PARTS OF THE EXERCISE
1) In the forum thread about the missing wifi card, what laptop model had its hard drive replaced?
2) Write out the passage of the forum thread about the missing wifi card from "Current power state: D3" up to and including "set or element.", word for word.

TEXT SHOWN
##############################
# No wifi card



## viper110110 (Mar 23, 2010)

I recently replaced the hard drive in a Gateway T6330u after a tragic accident with a set of stairs. I installed windows vista again and everything seemed to go well except for the wifi card. It does not show up at all. It shows up under "other devices" in device manager, which leads me to believe that it is a driver issue. I have checked for drivers on windows update, coming back with nothing. I also tried all 3 possible drivers on the gateway site, but none of them worked.


----------



## The_Other_One (Mar 23, 2010)

Go to device manager, double click on the offending driver and go to the Details tab.  List off some of the things you see.  That or just Google them.  For example, one on my Toshiba here has Hardware Ids : ACPI\TOS620A.  A little research reveled that was the motion sensor (HD protection).  Sometimes this can give lots of information about the hardware in question, sometimes it's no help what so ever.

An alternative would be to check the card.  Physically remove it and get the model numbers and everything off it.  This wouldn't be a bad idea either seeing as it was apparently dropped.  The card very well could have been knocked loose.


----------



## deanj20 (Mar 23, 2010)

What is the make and model of the card? I assume this is a laptop? Is the card onboard or external? Give me some more info and maybe we can resolve this.


----------



## OverClocker (Mar 24, 2010)

I am interested in knowing what the problem could be I hope he does give more information.


----------



## viper110110 (Mar 24, 2010)

Device Description: Network controller

Sorry guys this is my girlfriend's laptop and I'm not with her so I'm trying to do this over the msn remote assistance, which is very difficult and frustrating.

EDIT: I will be adding more to this stuff

EDIT2: OK things just went from bad to worse we did a hard restart because it was doing all these weird things (trying to video call me etc). Now it won't boot. It POSTs and then instead of booting windows it sits there with a blinking cursor.

EDIT 3:

Location Information: PCI bus 4, device 0, function 0

Physical Device Object Name: \Device\NTPNP_PCI0020

Capabilities: 00000000

Current power state: D3

Display Name: Network Controller

DevNode Status:
01802400
DN_HAS_PROBLEM
DN_DISABLEABLE
DN_NT_ENUMERATOR
DN_NT_DRIVER

Problem Code: 00000001

Install Error: There is no driver selected for device information set or element.

Lower Logo Version: 6.0


----------



## BigSteve702 (Mar 26, 2010)

blinking curser is always pleasant. download a pendrive linux live version, put it on a flash drive, and boot to that. then see if windows detects your harddrive. 

with the driver issue, you have the correct drivers downloaded for it, right? you can always point device manager to them. its a good sign that device manager sees it, no biggie that the driver wasnt found. try installing it manually and let us know what happens


----------



## viper110110 (Apr 8, 2010)

I have just tried that, and it still cannot install the right driver. I also tried selecting the driver from a list of installed drivers through device manager, as I have found that it is atheros, but I could not find the right one.


----------
##############################
INFORMATION PROVIDED
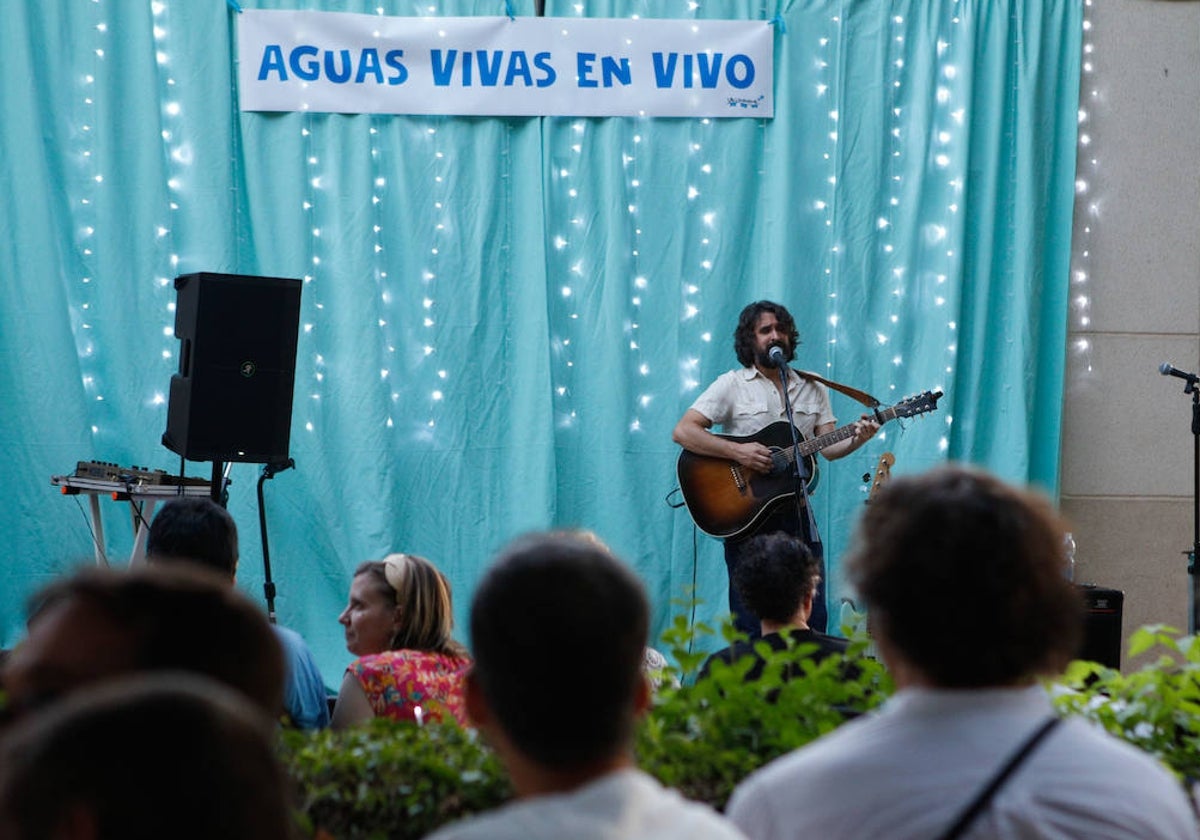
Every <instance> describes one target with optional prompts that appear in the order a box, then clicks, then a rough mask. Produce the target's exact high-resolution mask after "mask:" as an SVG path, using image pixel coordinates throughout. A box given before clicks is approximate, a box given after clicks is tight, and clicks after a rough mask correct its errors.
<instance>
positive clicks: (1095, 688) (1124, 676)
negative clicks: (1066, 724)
##############################
SOLVED PROBLEMS
1) A Gateway T6330u.

2)
Current power state: D3

Display Name: Network Controller

DevNode Status:
01802400
DN_HAS_PROBLEM
DN_DISABLEABLE
DN_NT_ENUMERATOR
DN_NT_DRIVER

Problem Code: 00000001

Install Error: There is no driver selected for device information set or element.